======== Task data

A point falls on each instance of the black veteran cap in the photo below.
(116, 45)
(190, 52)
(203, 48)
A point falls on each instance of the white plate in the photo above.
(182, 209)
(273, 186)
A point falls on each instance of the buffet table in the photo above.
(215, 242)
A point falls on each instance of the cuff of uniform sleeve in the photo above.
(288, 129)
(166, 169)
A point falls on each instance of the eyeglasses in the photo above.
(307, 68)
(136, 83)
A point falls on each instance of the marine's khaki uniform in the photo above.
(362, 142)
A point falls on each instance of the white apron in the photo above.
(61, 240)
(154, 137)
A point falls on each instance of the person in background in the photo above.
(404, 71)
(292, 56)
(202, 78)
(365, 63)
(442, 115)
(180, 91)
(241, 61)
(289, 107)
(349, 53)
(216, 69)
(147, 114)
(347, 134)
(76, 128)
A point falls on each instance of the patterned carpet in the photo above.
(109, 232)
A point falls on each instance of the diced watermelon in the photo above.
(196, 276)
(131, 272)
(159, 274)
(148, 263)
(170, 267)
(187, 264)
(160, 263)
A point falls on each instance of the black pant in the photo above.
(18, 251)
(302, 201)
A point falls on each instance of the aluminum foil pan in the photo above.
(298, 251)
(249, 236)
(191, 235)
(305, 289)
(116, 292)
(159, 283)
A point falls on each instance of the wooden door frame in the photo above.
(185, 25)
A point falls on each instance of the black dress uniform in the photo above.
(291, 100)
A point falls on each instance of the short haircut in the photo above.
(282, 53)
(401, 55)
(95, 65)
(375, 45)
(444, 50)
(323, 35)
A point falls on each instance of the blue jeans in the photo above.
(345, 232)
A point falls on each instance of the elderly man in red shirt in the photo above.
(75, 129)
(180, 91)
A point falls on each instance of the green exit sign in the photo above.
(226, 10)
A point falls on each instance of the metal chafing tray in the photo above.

================

:: Task prompt ::
Reproduce the records from the line containing "A point falls on each instance of the wooden" through the final line of the records, both included and requests kept as they are. Scale every point coordinate in the answers by 1.4 and round each to a whole number, with halves rounded up.

:: Solution for this exercise ::
A point falls on each instance of the wooden door frame in the photo above.
(259, 35)
A point falls on each instance of the black dress uniform in the photo above.
(407, 140)
A point falls on each instance of the short haircut in the photo above.
(395, 74)
(561, 77)
(133, 91)
(525, 63)
(622, 70)
(452, 49)
A point falls on each instance of the blue jeans in the photo above.
(483, 325)
A point falls on each instance of the elderly man in red shirt in the photo above.
(105, 181)
(252, 127)
A point falls on each instance of the green exit sign in the photo above.
(316, 14)
A point falls on each instance of the metal chafing tray in the photo above.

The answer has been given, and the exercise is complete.